### What you need to do
Treat the line containing "target: hare's body" as the first line and the final line of the material below as the last; reproduce that range exactly.

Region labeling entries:

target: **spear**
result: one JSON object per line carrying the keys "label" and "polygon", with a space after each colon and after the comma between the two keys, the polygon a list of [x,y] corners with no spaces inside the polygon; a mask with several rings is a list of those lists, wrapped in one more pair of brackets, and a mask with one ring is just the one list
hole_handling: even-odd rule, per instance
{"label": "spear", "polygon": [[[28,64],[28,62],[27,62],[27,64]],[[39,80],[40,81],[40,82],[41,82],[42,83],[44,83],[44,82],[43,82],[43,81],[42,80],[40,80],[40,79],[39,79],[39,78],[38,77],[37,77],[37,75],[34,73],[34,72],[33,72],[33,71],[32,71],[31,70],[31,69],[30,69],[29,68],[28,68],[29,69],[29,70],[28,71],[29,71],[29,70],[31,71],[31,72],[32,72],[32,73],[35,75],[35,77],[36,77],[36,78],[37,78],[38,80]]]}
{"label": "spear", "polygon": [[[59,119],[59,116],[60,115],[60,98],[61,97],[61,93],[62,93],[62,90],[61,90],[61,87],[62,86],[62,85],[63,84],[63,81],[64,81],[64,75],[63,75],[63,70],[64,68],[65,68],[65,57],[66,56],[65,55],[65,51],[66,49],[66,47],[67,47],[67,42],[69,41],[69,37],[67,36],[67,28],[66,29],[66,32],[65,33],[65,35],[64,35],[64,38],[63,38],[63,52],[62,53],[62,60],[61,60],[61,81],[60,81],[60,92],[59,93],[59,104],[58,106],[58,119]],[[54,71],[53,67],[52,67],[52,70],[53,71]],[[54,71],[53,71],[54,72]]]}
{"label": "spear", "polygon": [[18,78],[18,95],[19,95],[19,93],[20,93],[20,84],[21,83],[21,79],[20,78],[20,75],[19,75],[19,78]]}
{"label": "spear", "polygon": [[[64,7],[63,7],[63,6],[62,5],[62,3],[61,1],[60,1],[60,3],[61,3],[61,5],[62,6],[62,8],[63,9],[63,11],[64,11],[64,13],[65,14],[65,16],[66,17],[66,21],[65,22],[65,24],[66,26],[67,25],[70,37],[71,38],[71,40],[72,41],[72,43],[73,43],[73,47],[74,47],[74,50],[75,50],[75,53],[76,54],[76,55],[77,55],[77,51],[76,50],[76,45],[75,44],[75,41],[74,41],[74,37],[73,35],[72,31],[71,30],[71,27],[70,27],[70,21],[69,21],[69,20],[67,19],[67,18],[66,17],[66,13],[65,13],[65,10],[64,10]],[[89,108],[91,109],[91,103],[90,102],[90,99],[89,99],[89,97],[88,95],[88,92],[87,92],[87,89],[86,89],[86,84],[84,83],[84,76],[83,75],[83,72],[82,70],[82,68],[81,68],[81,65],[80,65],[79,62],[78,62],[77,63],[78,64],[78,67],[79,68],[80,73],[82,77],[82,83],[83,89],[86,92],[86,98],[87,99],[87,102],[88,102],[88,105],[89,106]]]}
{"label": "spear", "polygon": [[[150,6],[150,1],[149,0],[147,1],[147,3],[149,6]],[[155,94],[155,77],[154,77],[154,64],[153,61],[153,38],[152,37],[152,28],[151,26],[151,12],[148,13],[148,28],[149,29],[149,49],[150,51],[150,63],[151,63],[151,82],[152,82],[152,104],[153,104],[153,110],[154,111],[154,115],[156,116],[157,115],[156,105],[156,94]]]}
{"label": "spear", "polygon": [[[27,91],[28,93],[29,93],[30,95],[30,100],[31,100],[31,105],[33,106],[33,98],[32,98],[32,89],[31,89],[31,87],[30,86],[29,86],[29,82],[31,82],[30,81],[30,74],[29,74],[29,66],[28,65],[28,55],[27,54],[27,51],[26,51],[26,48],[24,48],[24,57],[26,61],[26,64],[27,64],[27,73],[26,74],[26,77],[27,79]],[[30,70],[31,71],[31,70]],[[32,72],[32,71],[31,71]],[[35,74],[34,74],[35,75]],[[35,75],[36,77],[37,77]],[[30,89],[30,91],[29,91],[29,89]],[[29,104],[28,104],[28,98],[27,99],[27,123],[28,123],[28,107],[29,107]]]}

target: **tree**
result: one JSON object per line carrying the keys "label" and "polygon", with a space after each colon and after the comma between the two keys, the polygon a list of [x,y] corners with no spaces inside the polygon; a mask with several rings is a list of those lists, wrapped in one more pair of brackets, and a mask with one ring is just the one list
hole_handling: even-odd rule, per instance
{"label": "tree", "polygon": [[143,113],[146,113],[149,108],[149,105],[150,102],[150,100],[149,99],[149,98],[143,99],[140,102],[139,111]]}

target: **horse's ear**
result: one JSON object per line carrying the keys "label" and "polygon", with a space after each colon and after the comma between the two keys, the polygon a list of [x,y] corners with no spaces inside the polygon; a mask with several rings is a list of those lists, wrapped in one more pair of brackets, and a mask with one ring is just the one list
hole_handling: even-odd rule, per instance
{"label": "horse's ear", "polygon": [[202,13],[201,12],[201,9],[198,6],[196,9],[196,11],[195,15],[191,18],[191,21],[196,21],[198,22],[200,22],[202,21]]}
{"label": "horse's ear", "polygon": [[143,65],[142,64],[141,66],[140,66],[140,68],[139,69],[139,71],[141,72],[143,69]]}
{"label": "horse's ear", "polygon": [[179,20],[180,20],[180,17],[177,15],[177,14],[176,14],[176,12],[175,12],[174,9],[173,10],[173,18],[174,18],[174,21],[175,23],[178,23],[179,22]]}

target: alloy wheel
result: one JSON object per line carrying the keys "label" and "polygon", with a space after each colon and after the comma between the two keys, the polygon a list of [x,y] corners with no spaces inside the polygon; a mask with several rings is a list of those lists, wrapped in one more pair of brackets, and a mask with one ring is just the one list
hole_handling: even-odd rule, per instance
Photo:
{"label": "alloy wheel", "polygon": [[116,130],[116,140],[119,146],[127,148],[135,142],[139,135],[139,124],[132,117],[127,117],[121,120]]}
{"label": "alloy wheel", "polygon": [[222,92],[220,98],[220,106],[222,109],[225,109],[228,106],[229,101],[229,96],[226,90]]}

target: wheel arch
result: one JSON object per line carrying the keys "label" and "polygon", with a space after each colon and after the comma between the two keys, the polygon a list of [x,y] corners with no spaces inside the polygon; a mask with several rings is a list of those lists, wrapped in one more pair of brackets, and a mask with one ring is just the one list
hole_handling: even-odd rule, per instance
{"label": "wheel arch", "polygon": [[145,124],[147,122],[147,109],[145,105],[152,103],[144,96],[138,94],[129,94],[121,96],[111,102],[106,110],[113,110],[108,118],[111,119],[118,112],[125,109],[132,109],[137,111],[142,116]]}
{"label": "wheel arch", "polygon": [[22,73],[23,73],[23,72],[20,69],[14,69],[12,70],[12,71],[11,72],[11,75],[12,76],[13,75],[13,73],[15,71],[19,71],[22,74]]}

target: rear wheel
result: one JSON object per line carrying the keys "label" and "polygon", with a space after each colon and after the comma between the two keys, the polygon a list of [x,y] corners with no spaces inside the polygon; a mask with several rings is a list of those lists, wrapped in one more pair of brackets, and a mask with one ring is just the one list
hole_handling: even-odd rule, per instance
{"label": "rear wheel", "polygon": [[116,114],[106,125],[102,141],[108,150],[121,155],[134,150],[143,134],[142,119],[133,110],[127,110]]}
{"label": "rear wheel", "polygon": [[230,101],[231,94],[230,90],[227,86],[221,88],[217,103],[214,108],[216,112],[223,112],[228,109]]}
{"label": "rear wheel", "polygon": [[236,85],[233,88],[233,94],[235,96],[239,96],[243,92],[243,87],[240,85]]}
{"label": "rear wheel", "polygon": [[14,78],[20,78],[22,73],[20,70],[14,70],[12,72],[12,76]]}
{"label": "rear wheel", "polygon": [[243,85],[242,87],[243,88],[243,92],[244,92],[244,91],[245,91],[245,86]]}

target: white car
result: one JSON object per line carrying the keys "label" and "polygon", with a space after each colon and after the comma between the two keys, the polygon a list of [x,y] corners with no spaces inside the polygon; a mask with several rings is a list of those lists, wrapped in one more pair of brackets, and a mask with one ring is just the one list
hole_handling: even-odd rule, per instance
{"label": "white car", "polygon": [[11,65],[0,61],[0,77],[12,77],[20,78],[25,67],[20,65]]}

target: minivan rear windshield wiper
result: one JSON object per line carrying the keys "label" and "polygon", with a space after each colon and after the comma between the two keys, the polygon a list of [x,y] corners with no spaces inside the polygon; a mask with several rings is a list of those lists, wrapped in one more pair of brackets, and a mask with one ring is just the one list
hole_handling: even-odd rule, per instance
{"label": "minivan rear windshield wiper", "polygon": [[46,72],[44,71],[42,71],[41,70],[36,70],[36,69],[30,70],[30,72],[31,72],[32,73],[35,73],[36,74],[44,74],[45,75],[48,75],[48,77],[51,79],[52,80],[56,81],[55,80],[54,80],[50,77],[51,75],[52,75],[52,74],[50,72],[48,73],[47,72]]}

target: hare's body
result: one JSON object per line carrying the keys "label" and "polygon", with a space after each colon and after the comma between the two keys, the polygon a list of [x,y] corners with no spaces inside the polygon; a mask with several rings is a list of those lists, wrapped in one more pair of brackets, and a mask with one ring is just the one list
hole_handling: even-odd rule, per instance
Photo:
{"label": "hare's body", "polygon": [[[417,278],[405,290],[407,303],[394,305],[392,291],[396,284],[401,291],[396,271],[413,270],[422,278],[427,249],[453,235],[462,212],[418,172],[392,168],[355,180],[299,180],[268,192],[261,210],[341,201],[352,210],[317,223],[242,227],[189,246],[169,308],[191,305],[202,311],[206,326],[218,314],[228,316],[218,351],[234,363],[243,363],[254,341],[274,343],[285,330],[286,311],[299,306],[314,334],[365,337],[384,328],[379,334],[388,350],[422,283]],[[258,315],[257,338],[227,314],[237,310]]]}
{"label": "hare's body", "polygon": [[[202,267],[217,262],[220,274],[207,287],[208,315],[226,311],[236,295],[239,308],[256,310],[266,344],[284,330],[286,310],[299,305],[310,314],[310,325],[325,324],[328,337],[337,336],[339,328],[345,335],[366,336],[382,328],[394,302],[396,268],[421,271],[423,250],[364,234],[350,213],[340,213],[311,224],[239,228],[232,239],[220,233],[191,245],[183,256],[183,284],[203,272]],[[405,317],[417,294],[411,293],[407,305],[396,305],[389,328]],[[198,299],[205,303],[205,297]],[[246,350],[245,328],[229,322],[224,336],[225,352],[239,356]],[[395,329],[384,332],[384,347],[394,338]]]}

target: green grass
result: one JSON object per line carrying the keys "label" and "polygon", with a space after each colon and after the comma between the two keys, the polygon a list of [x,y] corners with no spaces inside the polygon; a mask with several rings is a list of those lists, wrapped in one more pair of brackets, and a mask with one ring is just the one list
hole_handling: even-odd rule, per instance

### Right answer
target: hare's body
result: one JSON object per line carrying the keys "label" and "polygon", with a space after each colon and after the comma between the two keys, the polygon a list of [x,y] corners with no spaces inside the polygon; a mask with several rings is a list of those lists, wrapped in one more pair of brackets, and a mask with one ring is just the one list
hole_handling: even-odd rule, per instance
Photo:
{"label": "hare's body", "polygon": [[[417,278],[405,290],[407,303],[394,305],[392,291],[396,284],[401,291],[396,271],[413,270],[422,278],[427,249],[453,235],[462,212],[418,172],[392,168],[355,180],[299,180],[268,192],[261,210],[341,201],[352,210],[317,223],[242,227],[189,246],[169,308],[191,305],[202,311],[206,326],[218,314],[228,316],[218,351],[234,363],[243,363],[254,341],[274,343],[285,330],[286,311],[299,306],[314,334],[365,337],[384,328],[379,334],[388,350],[422,283]],[[258,315],[257,338],[227,314],[237,310]]]}
{"label": "hare's body", "polygon": [[[202,267],[217,262],[220,274],[207,287],[208,315],[226,311],[236,295],[239,308],[256,310],[266,344],[284,330],[286,310],[299,305],[310,314],[310,325],[325,324],[328,337],[337,336],[339,328],[345,335],[366,336],[382,328],[394,302],[396,268],[421,271],[423,250],[364,234],[350,213],[340,213],[311,224],[239,228],[232,239],[220,233],[191,245],[183,256],[183,284],[203,272]],[[405,317],[417,294],[411,293],[407,305],[396,305],[389,328]],[[198,299],[205,303],[205,297]],[[246,350],[245,328],[229,322],[224,336],[225,352],[239,356]],[[395,329],[384,332],[384,347],[394,338]]]}

target: green grass
result: one JSON object per line carrying the keys "label" and "polygon", with a space after each colon and after the comma between the two keys, the polygon a list of [x,y] corners with no spaces inside the polygon; a mask with several rings is a list of those lists, wrapped in one more pair of brackets, and a mask with one ring is just the one list
hole_handling: even-odd rule, per instance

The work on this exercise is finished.